--- Activities ---
#1 List every distinct mlflow function that the MLflowTracker code in the adapters excerpt calls.
#2 Answer these questions from the adapters excerpt:
(a) About how many lines of code is each adapter?
(b) Which protocol does MLflowTracker satisfy?
(c) Where can DVC's storage be, according to the DVCDatasetVersioning docstring?
#3 Continue the adapters excerpt from the point where it stops.
BEGIN Selected extract
Part 3 — The adapters¶

Each adapter is ~100-150 LOC. Pure translation: pipekit constructs → tool’s API.

3.1 `adapters/mlflow.py`¶

class MLflowTracker:
    """Wraps mlflow.tracking client. Satisfies ExperimentTracker protocol."""
    tracking_uri: str
    experiment_name: str
    
    def start_run(self, name, config):
        run = mlflow.start_run(experiment_id=self._experiment_id, run_name=name)
        mlflow.log_params(_flatten(config))
        return Run(run_id=run.info.run_id, ...)
    
    def log_metrics(self, run, metrics, step):
        with mlflow.start_run(run_id=run.run_id):
            mlflow.log_metrics(metrics, step=step)
    # ...

3.2 `adapters/dvc.py`¶

DVC is fundamentally about data versioning, not metrics. The adapter focuses on dataset content-hash tracking:

class DVCDatasetVersioning:
    """Track dataset content hashes via DVC's content-addressed storage.
    
    Use case: a TrainingDataset's content_hash() returns "ab12cd...";
    this adapter ensures the actual data at that hash is in DVC's
    storage (.dvc/cache or remote). At rerun time, DVC reproduces
    the dataset from the hash.
END Selected extract
BEGIN Extracted records
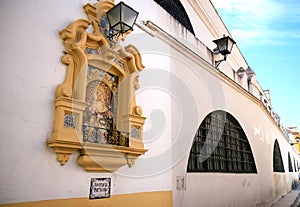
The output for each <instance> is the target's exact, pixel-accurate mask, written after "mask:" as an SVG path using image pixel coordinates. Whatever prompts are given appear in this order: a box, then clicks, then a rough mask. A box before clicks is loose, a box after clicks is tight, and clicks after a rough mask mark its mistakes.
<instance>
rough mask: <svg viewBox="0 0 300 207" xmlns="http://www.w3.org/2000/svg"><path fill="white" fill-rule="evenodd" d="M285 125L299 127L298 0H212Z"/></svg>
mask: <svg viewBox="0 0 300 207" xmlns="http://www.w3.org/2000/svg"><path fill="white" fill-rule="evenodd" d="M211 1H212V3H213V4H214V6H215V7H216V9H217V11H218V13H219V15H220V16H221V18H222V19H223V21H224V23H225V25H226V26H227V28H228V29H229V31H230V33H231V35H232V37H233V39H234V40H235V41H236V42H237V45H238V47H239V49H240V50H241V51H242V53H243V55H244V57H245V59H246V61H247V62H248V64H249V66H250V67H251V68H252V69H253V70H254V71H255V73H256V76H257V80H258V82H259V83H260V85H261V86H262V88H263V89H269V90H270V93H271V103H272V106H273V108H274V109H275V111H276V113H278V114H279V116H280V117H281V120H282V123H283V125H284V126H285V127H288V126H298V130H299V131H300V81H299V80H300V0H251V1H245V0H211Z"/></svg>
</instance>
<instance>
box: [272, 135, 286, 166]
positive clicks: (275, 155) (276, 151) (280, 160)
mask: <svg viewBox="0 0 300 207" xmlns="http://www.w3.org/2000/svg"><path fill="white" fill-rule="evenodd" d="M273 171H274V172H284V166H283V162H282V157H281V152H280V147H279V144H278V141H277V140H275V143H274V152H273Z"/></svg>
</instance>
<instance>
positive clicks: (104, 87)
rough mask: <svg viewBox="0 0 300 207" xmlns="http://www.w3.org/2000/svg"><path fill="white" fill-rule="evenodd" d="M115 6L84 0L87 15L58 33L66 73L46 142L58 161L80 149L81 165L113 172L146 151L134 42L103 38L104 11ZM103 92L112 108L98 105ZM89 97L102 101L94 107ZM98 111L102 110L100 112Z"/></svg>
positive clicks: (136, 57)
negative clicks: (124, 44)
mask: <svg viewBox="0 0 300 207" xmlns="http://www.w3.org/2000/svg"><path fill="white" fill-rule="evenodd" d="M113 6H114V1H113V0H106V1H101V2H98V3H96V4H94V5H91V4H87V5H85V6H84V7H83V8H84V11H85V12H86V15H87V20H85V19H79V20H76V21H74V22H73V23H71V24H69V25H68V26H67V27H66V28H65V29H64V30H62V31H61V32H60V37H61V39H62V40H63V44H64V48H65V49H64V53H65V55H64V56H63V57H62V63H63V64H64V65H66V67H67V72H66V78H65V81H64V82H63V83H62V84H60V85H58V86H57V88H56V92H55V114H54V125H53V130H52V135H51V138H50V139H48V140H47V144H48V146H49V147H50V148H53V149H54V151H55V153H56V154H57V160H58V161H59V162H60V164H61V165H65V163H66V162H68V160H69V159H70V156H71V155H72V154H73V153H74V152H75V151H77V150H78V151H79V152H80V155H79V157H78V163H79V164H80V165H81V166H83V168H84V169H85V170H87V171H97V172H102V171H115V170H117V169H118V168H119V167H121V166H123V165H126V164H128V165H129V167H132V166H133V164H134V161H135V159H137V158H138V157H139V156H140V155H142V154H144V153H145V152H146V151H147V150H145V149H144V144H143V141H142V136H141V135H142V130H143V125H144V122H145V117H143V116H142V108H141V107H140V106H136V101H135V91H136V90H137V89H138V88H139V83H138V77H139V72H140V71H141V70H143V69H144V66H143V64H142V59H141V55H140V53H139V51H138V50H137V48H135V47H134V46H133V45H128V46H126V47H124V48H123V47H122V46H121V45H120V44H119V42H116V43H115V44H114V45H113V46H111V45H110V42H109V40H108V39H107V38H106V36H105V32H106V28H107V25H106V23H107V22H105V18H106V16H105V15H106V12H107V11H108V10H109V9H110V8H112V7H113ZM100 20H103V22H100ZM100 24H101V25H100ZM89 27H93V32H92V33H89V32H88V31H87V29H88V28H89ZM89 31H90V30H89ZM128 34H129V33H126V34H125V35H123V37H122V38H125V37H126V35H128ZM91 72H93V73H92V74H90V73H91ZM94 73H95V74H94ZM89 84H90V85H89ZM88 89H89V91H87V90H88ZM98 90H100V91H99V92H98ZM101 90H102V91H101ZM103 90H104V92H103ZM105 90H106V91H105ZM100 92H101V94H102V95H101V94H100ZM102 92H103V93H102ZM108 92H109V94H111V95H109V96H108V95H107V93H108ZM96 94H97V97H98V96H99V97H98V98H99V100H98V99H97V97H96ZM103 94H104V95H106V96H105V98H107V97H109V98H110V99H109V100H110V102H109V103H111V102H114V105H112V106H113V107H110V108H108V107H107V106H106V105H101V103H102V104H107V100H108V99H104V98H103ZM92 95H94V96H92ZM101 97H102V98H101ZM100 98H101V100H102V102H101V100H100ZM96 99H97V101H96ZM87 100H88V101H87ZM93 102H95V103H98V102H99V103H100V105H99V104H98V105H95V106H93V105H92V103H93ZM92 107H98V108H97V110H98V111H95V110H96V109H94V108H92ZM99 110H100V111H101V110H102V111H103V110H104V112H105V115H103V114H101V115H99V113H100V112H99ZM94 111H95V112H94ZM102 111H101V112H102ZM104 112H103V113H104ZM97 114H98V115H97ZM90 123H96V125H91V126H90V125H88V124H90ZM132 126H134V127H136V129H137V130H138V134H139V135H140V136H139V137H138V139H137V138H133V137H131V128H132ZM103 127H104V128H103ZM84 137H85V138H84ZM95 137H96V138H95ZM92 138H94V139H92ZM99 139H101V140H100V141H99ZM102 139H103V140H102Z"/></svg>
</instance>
END Extracted records
--- Written answers ---
#1
mlflow.start_run
mlflow.log_params
mlflow.log_metrics

#2
(a) About 100 to 150 lines of code each.
(b) The ExperimentTracker protocol.
(c) In .dvc/cache or on a remote.

#3
    """
    repo: str

3.3 `adapters/hydra.py`¶

Hydra is config-management, not tracking. The adapter is one-way: convert a Hydra config into a pipekit operator graph.

class HydraConfigLoader:
    """Convert Hydra config into pipekit operator graph.
    
    pipekit YAML and Hydra config are similar but not identical;
    this adapter bridges them. Useful when the team standardizes
    on Hydra for everything-but-pipekit (or vice versa).
    """
    @staticmethod
    def from_hydra_cfg(cfg) -> Operator: ...
    @staticmethod  
    def to_hydra_cfg(op: Operator) -> Any: ...

3.4 `adapters/wandb.py`¶

class WandbTracker:
    """W&B adapter. Satisfies ExperimentTracker protocol."""
    project: str
    entity: str | None = None
    # parallel to MLflowTracker

3.5 `adapters/metaflow.py`¶

Metaflow is workflow orchestration. The adapter wraps a pipekit pipeline as a Metaflow step.

class MetaflowStepAdapter:
    """Wrap a pipekit pipeline as a Metaflow @step.
    
    Pipekit handles the compute; Metaflow handles scheduling,
    dependency tracking across steps, and artifact storage.
    """
    @staticmethod
    def as_step(op: Operator, *, name: str, inputs: list[str]): ...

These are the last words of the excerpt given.